(EXERCISE MATERIAL)
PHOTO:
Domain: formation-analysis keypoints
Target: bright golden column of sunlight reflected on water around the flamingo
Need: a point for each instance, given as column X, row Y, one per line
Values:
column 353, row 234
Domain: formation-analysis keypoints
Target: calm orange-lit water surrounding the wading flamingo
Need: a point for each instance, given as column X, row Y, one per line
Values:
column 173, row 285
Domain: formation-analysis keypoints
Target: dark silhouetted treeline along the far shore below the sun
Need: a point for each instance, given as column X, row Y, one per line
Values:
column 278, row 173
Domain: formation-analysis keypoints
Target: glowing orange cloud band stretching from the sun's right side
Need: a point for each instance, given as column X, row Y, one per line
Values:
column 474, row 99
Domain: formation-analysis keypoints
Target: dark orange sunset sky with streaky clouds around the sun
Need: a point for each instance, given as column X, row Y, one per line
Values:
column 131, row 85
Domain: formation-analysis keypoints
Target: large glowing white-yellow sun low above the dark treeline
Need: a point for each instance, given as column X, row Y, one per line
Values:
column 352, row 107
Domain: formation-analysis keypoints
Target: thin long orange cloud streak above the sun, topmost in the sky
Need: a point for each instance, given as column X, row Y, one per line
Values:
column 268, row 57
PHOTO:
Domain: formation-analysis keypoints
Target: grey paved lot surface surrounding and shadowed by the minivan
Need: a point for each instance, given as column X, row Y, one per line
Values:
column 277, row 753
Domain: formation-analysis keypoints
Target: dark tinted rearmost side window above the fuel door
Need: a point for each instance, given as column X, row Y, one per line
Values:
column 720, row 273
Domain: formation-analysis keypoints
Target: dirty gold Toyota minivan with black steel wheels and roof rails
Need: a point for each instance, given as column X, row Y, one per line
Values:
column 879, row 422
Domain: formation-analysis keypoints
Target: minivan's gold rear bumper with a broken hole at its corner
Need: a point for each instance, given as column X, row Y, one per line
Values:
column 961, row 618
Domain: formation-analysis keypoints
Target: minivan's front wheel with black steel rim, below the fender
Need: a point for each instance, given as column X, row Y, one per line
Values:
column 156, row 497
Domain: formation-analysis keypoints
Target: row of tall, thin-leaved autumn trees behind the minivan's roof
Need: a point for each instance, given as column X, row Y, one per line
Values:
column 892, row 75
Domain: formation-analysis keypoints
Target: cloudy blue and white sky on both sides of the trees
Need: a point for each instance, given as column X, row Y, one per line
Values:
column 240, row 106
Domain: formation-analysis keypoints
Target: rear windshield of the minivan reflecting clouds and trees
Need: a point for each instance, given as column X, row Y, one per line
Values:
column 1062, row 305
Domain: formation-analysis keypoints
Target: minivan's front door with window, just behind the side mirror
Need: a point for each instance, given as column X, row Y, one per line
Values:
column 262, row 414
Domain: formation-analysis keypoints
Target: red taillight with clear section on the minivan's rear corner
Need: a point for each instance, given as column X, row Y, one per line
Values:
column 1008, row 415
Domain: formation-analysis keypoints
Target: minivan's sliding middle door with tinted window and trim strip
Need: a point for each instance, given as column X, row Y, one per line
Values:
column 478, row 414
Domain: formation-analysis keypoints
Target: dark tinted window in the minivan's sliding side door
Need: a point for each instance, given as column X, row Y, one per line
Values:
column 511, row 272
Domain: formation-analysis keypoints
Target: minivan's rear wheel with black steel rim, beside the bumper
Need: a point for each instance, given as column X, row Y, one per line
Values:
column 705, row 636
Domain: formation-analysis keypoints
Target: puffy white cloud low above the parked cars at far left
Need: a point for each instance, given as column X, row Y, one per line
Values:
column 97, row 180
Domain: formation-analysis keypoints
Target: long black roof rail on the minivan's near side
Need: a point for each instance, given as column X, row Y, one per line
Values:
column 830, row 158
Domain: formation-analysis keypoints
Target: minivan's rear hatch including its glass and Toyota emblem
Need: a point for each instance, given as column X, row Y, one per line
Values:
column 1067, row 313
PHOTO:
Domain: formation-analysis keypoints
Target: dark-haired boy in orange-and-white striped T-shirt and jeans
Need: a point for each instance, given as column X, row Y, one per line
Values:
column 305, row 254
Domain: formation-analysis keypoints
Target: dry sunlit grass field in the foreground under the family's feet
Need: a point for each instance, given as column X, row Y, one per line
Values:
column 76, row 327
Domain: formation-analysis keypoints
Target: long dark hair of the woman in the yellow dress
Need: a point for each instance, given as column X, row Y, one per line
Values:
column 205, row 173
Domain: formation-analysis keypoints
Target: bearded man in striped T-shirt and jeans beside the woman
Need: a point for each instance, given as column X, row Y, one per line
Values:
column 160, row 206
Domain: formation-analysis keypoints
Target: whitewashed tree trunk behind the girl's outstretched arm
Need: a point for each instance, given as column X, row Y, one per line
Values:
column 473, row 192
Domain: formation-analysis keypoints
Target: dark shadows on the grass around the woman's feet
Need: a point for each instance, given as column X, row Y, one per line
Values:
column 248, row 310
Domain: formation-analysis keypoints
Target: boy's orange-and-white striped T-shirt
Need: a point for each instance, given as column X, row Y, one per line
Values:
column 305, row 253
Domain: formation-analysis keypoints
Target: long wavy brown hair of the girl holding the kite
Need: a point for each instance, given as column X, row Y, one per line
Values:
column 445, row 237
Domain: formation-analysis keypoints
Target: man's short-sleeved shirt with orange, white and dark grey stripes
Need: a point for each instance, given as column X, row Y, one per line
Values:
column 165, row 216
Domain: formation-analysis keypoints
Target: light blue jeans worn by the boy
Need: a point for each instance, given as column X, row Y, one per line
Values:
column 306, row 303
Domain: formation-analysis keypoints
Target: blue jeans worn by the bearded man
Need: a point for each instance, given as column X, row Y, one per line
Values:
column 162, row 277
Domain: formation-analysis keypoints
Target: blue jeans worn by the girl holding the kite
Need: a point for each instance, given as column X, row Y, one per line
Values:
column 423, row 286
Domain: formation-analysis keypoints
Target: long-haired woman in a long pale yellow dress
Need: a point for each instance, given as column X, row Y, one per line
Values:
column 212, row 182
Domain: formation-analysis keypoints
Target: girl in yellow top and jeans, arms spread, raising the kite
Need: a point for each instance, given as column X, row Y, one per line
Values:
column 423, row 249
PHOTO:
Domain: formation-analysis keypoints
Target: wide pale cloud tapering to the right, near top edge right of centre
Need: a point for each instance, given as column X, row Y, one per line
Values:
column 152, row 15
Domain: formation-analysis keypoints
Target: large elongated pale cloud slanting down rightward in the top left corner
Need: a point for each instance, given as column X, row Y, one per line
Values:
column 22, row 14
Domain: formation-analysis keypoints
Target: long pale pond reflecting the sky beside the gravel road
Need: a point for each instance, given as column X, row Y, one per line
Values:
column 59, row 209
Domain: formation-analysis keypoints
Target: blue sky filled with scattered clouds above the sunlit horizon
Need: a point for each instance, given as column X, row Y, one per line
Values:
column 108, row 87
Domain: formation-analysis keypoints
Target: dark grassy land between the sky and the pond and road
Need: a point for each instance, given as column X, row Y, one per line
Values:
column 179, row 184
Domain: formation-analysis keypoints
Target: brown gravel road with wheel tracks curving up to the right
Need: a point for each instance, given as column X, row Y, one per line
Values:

(TASK BRIEF)
Work out the count of lines in the data above containing the string "behind". Give it alone.

(RESPONSE)
3